GIVEN PASSAGE:
◆ ◆ ◆ ◆

The arrests of what U.S. officials described as a deeply embedded Russian espionage network active for up to a decade follow a string of other spy scandals that have roiled ties between Moscow and Washington since the end of the Cold War. The FBI bust - the biggest such case in years - would again put their relations to a test.

Some of the 11 suspected undercover agents worked in pairs so they could blend into American society as the couple next door. Aside from fake identities, they allegedly used elaborate spying techniques - some of which include secret messages encrypted inside pictures on publicly-available web sites and others sent in scrambled radio transmissions, reports CBS News correspondent Bob Orr. Money and information was often passed in personal meetings, with the suspects and their handlers speaking in code.

Most of the suspects purported to be citizens of the U.S. or Canada, according to court papers. One was using the identity of a dead person, another's birth certificate was found to be false.

The U.S. court documents included photos of one defendant as a young woman that were taken on Soviet film. Another who purported to be a native Uruguayan with Peruvian citizenship was heard talking about his childhood in Siberia.

The suspects were posing as civilians while trying to infiltrate U.S. policymaking circles and learn about U.S. weapons, diplomatic strategy and politics. The arrests followed a multiyear FBI investigation.

On Tuesday, a Cyprus police spokesman said authorities have arrested a Canadian citizen wanted by U.S. authorities on suspicion of espionage and money laundering. Spokesman Michalis Katsounotos says 54-year-old Christopher Robert Metsos was arrested early Tuesday at Larnaca airport trying to fly to Budapest, Hungary. He is suspected of being an 11th defendant in the U.S. case, a man accused of delivering money to the agents. He was freed on bail.

In one of the more bizarre episodes described in the court documents, money intended for the Russian agents was buried in a New York field and only retrieved by them two years later.

A secret Russian agent identified as Christopher Metsos was surreptitiously handed the money by a Russian official as the two swapped nearly identical orange bags while passing each other on a staircase at a commuter train station in New York.

After giving some of the money to one of the defendants, Metsos drove north and stopped his car near Wurtsboro, N.Y. Using data from a GPS system that had been secretly installed in his car, agents went to the site and found a partially buried brown beer bottle. They dug down about five inches and discovered a package wrapped in duct tape, which they photographed and then reburied.

Two years later, video surveillance caught two of the defendants digging up the package.

Oleg Gordievsky, a former KGB spy who defected to Britain in 1985, told The Associated Press on Tuesday that Russia likely has 40 to 50 deep-cover couples spying inside the United States.

Foreign Ministry spokesman Igor Lyakin-Frolov told the AP the information given by U.S. authorities looked "contradictory." He wouldn't comment further.

The main Russian spy agency, the Foreign Intelligence Service, known by its Russian acronym SVR, refused to comment on the arrests.

Nikolai Kovalyov, the former chief of the main KGB successor agency, the Federal Security Service, said some of the U.S. charges against the alleged spies resembled a "bad spy novel."

"Would you act like that in the 21st century?" he said in a reference to allegations that agents retrieved cash that had been buried in the ground years before.

◆ ◆ ◆ ◆

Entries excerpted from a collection

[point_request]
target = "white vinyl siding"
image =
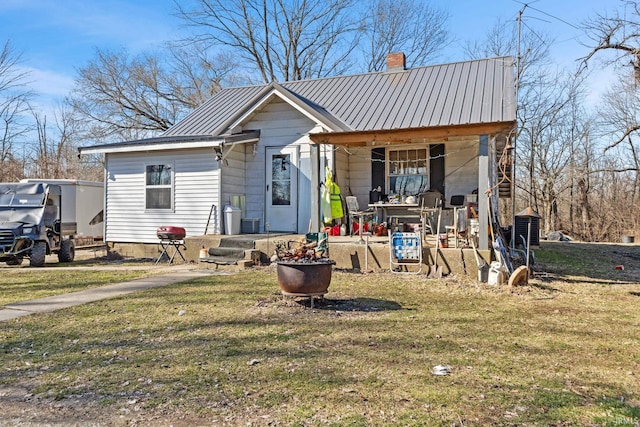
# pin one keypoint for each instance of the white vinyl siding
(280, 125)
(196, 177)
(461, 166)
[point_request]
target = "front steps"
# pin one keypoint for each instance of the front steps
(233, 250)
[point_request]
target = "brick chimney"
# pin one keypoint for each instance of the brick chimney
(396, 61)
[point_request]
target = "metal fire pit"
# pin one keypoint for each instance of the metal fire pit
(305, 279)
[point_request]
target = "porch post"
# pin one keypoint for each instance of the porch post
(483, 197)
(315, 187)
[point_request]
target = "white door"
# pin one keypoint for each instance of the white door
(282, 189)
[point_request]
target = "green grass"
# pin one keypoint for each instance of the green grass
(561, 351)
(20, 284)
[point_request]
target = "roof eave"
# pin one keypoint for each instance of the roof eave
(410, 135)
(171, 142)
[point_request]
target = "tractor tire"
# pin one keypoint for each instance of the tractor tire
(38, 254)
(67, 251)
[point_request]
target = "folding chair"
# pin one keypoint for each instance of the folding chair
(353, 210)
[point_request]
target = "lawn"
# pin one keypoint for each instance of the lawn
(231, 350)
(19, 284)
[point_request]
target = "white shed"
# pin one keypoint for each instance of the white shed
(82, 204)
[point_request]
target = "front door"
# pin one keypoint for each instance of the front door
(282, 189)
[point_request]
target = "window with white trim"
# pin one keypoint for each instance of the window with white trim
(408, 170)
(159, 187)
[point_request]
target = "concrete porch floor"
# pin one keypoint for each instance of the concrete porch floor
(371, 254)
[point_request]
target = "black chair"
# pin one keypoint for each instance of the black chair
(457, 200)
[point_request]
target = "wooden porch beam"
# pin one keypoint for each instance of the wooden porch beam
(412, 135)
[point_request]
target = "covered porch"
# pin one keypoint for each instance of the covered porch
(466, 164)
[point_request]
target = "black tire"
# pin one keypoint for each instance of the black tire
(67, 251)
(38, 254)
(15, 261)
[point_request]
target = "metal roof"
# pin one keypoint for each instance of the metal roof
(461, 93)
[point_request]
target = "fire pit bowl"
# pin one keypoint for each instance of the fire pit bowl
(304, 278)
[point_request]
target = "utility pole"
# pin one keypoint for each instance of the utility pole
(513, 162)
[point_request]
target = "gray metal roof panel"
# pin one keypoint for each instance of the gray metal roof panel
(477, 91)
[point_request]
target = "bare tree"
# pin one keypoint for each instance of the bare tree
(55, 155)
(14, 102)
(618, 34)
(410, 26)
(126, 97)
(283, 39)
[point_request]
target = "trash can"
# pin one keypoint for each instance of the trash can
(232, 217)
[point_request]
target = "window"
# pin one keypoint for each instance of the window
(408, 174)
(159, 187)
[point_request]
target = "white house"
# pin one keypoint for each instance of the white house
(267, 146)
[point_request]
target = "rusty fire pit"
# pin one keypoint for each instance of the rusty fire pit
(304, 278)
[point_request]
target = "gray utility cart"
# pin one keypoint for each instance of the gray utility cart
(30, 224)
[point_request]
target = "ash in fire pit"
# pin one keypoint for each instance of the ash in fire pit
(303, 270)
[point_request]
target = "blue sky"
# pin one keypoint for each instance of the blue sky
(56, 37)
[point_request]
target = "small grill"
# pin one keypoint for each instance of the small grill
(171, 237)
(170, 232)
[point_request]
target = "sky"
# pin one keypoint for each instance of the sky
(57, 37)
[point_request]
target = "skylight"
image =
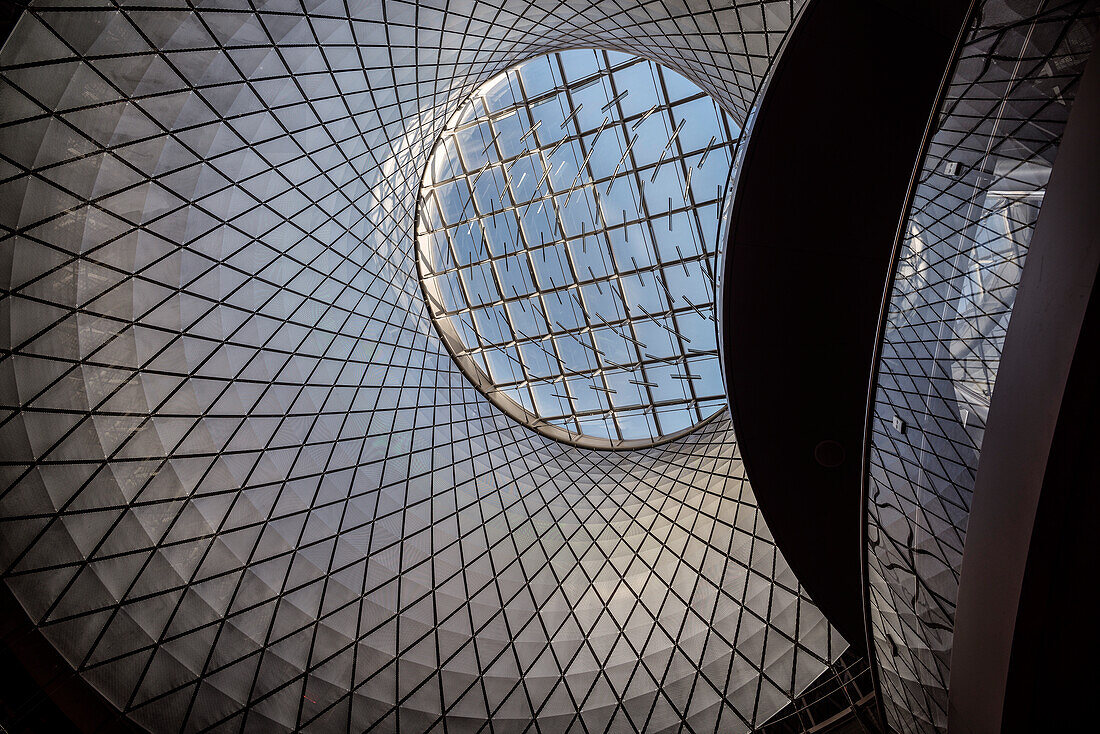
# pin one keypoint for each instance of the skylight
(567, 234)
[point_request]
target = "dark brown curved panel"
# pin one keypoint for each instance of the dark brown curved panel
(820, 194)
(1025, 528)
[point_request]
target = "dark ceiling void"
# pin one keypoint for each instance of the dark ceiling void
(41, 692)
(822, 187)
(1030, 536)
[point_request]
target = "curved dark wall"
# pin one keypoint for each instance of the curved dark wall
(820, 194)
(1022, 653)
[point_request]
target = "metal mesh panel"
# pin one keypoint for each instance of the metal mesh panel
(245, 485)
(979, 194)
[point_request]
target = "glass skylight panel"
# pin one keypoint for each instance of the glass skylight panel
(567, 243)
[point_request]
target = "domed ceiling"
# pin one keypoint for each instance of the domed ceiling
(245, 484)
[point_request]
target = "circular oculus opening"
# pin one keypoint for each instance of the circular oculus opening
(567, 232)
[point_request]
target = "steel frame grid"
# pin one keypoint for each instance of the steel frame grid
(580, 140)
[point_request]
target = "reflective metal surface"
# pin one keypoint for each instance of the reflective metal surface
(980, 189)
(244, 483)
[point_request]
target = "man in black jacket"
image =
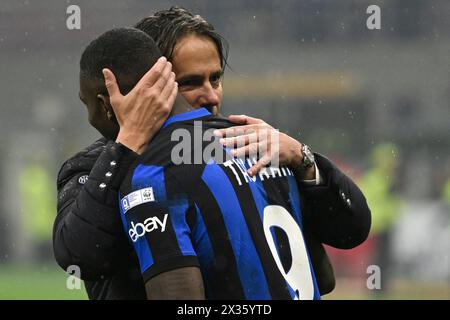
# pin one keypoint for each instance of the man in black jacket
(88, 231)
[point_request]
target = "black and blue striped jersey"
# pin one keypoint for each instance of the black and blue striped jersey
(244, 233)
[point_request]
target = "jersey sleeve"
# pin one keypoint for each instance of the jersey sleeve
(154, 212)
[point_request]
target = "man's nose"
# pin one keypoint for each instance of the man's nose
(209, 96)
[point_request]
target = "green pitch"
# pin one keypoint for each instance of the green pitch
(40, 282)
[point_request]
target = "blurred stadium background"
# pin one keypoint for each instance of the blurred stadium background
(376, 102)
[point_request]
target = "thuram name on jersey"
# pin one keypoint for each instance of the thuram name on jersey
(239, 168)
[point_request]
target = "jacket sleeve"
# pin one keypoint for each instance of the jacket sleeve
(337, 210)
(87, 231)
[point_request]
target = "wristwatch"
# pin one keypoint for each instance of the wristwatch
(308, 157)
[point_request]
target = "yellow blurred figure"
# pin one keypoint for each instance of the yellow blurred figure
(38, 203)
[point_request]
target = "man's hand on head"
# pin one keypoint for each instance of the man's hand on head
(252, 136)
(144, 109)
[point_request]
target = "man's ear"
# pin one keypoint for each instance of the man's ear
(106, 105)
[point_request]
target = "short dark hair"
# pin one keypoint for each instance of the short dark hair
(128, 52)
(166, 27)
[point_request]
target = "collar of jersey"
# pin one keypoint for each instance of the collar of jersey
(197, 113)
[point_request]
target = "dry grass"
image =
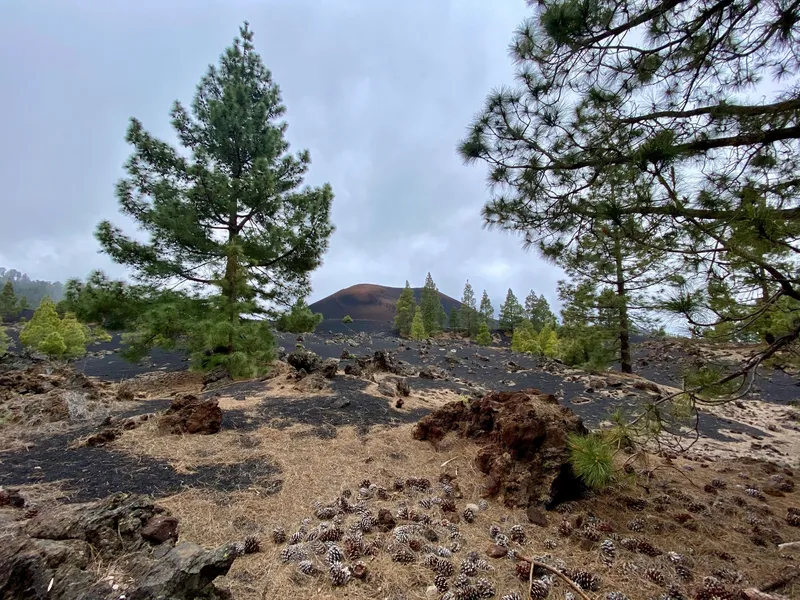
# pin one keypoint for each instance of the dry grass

◆ ◆ ◆ ◆

PARTS OF THE EXERCISE:
a) According to the espionage article, why did some of the suspected undercover agents work in pairs? Answer in one to three sentences.
b) Extract every line of the entries that contains the string "rusty".

PROBLEM SOLUTIONS:
a) Some of the suspected agents worked in pairs so that they could blend into American society as the couple next door.

b)
target = "rusty fire pit"
# pin one keypoint for each instance of the rusty fire pit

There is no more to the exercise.